### AIM
Express the part of the material below that opens with the line containing "As a courtesy, could you identify the asphalt" and closes with the line containing "[225,514,297,558]" as a two-column CSV with the headers text and answer. Each row should hold one text and the complete answer that follows it, with every field quoted and line breaks turned into spaces.
◇ ◇ ◇
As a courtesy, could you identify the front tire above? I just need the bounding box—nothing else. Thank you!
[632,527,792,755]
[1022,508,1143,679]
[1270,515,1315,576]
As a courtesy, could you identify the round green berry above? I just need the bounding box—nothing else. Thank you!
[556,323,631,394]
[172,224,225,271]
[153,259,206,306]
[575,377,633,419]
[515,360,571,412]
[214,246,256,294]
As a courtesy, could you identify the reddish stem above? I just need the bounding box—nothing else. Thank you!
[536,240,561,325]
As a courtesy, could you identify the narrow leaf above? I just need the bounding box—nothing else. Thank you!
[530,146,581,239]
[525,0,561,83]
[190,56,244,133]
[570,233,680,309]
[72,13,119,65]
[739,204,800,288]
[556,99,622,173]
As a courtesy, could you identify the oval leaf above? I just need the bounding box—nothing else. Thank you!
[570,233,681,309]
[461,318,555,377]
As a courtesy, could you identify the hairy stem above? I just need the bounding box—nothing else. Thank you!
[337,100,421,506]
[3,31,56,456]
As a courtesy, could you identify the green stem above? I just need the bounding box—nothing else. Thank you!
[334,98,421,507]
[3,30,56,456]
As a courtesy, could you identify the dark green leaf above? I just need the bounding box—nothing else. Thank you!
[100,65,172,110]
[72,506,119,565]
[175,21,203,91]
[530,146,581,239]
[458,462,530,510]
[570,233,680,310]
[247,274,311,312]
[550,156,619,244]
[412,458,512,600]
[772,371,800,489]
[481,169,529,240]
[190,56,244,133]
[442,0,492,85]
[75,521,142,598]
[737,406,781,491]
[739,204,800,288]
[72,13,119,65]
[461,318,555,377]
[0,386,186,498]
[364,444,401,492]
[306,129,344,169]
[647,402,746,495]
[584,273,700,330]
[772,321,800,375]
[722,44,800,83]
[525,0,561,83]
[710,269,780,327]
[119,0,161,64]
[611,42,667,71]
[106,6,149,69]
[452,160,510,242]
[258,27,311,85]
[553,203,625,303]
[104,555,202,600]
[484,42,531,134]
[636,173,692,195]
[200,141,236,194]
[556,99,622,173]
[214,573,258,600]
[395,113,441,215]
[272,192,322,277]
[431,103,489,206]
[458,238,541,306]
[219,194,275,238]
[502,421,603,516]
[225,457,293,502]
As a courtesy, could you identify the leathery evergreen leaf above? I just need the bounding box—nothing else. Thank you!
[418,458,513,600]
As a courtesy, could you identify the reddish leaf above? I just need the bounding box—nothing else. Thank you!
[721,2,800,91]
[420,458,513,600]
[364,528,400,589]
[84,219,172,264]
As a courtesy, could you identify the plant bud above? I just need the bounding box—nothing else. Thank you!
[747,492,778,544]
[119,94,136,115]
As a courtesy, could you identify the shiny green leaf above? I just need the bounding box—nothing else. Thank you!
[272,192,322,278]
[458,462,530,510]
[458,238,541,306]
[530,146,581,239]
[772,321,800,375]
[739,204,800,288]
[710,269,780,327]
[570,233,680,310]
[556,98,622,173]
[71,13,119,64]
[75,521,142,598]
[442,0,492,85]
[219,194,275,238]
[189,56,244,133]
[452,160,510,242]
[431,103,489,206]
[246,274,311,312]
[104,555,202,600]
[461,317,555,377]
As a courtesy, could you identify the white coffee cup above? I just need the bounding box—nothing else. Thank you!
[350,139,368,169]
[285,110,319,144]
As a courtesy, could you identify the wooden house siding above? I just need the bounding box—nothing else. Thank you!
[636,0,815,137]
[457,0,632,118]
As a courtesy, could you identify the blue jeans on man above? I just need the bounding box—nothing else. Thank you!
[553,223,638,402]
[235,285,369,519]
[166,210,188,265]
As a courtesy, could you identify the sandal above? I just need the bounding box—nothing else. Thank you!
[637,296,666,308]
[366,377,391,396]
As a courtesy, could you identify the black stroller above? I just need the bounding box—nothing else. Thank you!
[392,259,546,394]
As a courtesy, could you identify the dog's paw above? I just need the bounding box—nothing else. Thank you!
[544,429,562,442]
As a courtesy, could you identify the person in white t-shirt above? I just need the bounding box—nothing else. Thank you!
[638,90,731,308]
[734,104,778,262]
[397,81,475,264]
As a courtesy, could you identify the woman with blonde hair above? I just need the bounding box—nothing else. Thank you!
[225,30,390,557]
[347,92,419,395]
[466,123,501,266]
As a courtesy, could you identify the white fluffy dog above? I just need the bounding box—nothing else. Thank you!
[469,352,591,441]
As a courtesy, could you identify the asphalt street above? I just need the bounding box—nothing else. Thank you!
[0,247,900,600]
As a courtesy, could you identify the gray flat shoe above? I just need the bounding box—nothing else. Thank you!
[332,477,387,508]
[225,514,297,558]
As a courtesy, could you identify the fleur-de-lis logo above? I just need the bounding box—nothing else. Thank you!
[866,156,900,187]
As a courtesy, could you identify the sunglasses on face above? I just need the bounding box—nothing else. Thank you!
◇ ◇ ◇
### RESPONSE
text,answer
"As a courtesy, could you identify the asphalt street above? I just need the bounding box—nothing else. Thank you!","[0,247,900,600]"
"As a courtesy, could you identify the gray flat shoe above? I just need the bounding box—nothing else. Thank you!","[332,477,387,508] [225,514,297,558]"